Source extract -
□ □ □ □
There was something about MTV’s Siesta Key that intrigued me from the very first season.
Perhaps it was because I felt personally invalidated by the show. Here were young, wealthy, beautiful 20-somethings allegedly living a life in Sarasota that felt very much out of reach for the rest of us. I was 22 and working as a reporter when the show's first season aired, jetting from community events to protests and running back to the office to write it all down. But when I turned on my TV, I was flummoxed to see the cast of Siesta Key spending most of their time at the bar of Casey Key Fish House.
Now, four years later, the show wrapped its fourth season in early August and the cast has aged. One member recently announced her pregnancy. Two have competing bathing suit lines—a major plot point on the show this season. And some have even left or been asked to leave the entire enterprise.
Yet when I watch each new episode, I feel like the cast is frozen in amber. I think of what I’ve done in the last four years—moved jobs, moved cities, started my own business. And I think how different the cast's lives are from the general trajectories expected of people in their early- to mid-20s. These are the years we find ourselves, find our passions, find our relationships. For the cast of Siesta Key, the North Star they’ve returned to is this reality show. I wonder whether this experience has changed their lives or paralyzed them. But the answer, of course, can be both.
□ □ □ □
Photo-based referring expression listing -
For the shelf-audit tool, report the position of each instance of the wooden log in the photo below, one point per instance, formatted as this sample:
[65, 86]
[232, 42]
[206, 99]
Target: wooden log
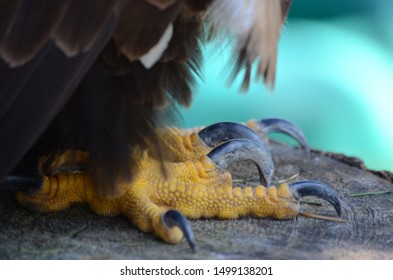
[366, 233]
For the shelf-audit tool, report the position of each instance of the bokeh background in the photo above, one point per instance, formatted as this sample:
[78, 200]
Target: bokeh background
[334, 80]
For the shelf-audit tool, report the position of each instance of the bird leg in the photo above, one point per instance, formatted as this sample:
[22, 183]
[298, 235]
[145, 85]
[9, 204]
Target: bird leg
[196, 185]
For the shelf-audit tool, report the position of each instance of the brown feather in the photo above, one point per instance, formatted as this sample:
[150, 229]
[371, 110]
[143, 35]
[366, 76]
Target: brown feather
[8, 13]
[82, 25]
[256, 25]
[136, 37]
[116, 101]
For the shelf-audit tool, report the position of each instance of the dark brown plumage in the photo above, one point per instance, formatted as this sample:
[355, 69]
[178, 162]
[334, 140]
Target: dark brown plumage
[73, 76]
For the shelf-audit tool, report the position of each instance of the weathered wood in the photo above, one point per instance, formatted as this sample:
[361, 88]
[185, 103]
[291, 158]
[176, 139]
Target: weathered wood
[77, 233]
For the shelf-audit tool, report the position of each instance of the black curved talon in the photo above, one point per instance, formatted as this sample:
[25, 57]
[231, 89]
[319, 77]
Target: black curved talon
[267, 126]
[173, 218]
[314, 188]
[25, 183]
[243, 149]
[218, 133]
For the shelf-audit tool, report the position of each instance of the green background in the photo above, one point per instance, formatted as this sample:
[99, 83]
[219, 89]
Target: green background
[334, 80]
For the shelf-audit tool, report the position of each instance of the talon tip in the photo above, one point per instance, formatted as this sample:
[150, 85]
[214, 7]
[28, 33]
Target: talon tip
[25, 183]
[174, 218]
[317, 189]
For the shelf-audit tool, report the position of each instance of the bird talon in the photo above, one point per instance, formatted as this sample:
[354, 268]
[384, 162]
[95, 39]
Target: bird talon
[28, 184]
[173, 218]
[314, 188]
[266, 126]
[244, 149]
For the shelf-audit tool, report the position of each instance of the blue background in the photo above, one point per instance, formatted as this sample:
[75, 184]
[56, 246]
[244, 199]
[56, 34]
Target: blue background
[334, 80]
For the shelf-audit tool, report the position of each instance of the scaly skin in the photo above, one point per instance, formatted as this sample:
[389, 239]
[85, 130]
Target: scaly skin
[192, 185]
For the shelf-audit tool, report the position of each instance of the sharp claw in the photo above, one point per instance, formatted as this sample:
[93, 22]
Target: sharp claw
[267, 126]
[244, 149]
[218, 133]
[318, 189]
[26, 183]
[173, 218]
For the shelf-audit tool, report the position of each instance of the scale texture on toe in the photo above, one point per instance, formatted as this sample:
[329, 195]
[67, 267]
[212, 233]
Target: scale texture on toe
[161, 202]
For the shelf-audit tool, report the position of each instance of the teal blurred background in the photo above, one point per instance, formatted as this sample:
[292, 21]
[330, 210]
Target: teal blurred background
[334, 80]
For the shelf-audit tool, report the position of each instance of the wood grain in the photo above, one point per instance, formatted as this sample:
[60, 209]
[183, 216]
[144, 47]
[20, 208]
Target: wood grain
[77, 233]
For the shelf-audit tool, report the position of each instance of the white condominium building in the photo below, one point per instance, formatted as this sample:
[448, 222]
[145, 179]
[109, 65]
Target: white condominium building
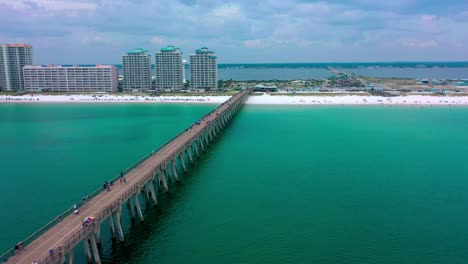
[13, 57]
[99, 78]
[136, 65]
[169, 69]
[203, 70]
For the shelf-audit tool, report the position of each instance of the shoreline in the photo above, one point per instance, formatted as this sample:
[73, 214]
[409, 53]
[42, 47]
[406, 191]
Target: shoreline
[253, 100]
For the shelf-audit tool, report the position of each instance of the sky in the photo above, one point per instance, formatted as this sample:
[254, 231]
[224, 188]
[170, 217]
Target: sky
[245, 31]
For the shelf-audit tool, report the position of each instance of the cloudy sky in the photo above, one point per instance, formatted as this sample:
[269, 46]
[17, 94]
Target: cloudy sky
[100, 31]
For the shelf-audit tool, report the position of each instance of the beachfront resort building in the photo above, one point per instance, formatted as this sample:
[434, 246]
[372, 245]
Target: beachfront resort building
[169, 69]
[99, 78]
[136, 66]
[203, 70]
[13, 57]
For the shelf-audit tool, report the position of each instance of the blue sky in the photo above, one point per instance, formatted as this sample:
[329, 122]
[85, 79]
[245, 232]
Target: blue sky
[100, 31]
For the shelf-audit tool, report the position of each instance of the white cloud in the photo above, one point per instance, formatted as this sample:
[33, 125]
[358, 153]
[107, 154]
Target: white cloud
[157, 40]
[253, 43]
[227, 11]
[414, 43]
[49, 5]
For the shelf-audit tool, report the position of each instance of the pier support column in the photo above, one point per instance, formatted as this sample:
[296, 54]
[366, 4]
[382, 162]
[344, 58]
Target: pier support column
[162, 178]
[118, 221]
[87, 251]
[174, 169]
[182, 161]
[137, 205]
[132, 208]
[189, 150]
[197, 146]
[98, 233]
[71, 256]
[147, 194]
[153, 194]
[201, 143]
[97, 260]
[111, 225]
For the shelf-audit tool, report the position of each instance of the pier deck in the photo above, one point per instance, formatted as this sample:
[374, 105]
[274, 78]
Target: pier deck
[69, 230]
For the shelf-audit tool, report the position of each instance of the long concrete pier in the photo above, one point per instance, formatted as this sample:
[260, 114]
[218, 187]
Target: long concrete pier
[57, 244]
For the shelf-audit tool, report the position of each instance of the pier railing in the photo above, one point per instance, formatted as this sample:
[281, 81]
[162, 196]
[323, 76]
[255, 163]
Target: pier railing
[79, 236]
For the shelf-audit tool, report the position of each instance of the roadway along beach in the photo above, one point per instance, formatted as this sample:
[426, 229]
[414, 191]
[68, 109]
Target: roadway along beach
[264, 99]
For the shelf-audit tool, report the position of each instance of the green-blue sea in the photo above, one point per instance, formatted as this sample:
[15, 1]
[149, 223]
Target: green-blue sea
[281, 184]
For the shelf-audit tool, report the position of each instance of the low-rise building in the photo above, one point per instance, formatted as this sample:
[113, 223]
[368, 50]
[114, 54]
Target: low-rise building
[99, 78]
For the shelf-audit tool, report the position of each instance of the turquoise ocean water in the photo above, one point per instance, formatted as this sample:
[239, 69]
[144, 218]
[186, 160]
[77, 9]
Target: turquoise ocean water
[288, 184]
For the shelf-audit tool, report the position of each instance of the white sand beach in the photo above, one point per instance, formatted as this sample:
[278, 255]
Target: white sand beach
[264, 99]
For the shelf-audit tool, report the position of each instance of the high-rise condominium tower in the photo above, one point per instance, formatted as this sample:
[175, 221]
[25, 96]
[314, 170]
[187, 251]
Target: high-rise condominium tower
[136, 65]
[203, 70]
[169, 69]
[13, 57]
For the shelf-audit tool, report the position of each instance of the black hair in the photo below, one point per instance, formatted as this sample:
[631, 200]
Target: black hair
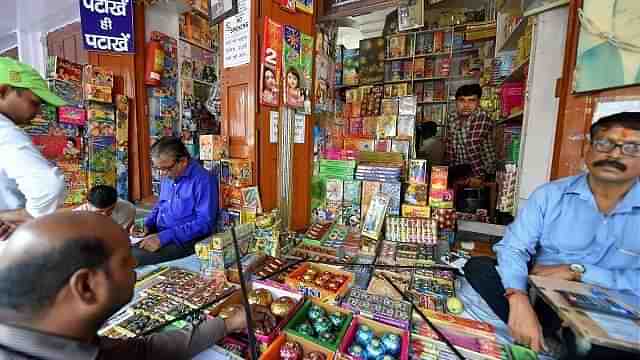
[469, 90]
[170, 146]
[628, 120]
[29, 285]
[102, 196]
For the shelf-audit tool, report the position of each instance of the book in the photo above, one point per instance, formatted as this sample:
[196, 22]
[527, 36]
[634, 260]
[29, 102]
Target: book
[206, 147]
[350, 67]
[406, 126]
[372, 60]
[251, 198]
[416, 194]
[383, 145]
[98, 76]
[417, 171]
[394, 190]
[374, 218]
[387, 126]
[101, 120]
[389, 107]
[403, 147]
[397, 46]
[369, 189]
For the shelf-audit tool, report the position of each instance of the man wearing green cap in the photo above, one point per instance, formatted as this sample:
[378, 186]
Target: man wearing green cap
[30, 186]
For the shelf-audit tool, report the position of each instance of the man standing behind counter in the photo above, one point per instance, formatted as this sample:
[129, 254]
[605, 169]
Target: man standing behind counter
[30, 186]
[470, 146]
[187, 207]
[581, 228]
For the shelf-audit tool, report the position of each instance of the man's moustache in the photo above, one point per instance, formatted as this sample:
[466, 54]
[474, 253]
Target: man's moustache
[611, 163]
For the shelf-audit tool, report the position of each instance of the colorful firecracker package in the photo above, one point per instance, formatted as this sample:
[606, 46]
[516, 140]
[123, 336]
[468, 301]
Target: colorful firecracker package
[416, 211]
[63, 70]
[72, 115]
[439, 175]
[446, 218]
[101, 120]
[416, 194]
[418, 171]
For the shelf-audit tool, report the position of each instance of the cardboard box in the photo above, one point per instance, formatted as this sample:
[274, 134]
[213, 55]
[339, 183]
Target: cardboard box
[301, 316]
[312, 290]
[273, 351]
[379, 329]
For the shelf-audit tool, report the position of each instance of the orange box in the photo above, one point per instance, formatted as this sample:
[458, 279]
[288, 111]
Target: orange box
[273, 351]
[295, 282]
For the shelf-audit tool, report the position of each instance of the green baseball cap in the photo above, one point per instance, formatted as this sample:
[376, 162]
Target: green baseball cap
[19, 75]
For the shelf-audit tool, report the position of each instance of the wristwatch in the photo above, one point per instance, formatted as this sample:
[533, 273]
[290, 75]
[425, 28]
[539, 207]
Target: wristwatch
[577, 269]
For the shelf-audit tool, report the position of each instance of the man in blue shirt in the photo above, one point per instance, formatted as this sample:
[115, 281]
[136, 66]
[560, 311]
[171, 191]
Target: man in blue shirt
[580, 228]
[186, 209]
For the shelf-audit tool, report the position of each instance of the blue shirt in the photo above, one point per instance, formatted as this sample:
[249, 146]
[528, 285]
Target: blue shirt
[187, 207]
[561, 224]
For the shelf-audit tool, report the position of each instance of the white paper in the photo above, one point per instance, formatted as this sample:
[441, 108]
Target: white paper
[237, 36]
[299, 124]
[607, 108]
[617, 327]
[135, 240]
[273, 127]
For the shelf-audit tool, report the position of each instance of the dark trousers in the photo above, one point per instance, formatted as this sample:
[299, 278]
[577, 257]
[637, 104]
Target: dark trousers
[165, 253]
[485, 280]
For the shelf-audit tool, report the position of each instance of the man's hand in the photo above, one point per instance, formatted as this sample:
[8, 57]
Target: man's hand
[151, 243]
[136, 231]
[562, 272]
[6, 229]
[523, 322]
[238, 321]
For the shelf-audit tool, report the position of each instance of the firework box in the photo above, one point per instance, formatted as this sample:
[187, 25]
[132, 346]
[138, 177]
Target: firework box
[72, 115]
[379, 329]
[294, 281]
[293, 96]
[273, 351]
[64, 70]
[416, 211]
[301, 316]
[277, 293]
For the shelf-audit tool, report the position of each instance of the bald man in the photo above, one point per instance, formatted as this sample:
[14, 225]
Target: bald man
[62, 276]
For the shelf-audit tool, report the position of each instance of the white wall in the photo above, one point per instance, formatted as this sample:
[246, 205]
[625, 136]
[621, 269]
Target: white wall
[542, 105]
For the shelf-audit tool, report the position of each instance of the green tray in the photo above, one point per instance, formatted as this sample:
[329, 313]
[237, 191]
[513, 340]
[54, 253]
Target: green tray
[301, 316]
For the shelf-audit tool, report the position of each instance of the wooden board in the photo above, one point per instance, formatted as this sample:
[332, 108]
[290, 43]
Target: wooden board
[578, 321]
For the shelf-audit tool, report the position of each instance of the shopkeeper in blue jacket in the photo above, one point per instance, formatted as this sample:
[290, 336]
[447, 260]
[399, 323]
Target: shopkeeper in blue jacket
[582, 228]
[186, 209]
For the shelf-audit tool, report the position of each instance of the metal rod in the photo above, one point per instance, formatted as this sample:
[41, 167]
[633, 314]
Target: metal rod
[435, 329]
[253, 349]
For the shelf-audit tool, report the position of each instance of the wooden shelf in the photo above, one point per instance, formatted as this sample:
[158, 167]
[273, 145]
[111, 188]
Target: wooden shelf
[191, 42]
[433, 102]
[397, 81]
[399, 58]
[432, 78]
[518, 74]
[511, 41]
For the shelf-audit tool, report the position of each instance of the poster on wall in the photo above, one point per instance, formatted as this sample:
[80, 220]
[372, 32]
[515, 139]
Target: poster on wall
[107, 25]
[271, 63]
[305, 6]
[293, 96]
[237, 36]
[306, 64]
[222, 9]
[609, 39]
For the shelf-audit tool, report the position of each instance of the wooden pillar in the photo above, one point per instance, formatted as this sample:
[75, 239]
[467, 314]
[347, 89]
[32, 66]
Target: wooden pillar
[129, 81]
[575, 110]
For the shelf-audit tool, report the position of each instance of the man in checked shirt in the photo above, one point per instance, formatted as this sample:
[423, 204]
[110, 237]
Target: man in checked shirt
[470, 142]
□ □ □ □
What you will do - Can you pick up the piece on MTV's Siesta Key right after its final sentence and keep it going?

Written answer -
While the cast may return to their old relationship dynamics each season, one thing has changed while Siesta Key remains the same: Sarasota. The city and region are not the place they were when the show first started, and that’s reflected in many of the backdrops used in filming. Siesta Beach and the Ringling Bridge Causeway Park are two stalwart favorites for their sweeping views of the water and lush tropical atmosphere. But other popular spots have creeped into recent seasons, including the Rosemary District’s trendy Overton.
A representative for the show did not respond to a request for comment regarding how many locations Siesta Key has used and its favorites.
At Visit Sarasota County, officials at the local tourism agency have not noticed many general questions from Sarasota travelers about the show and the cast’s haunts.
“I’m sure many visitors are aware of the show and its location, but typically not interested in covering that or what some of the cast may be doing while here,” said Nate Sweetman, the communications and public relations coordinator for Visit Sarasota County.
Still, for the people who do watch, debating the cast’s relationship squabbles and poring over their social media accounts is a matter of serious business. A Facebook group about the show boasts more than 30,000 members who wonder almost daily whether two cast members are still together or why one chose to malign another in such a way.
Thirty-two-year-old Rebecca Blanton is one of those avid fans. She grew up in Connecticut but visited her grandparents in Sarasota growing up. She started watching Siesta Key because she was intrigued by its location and enjoyed reality TV. How would they portray Sarasota, she wondered?
“The show makes it seem very ritzy and glamorous with beautiful beaches,” she said. “It is like that for the most part, but I feel like the show doesn’t fully reflect all of Sarasota. It’s more of a real place with more diversity than the show might reflect.”
Blanton is one of the only Siesta Key fans she knows. When she tells her friends about the show, they look at her incredulously. In her early 30s, she wonders if she’s too old to watch a program about twenty-somethings living from party to party. But she still does. (And there’s no such thing as too old for any TV show.)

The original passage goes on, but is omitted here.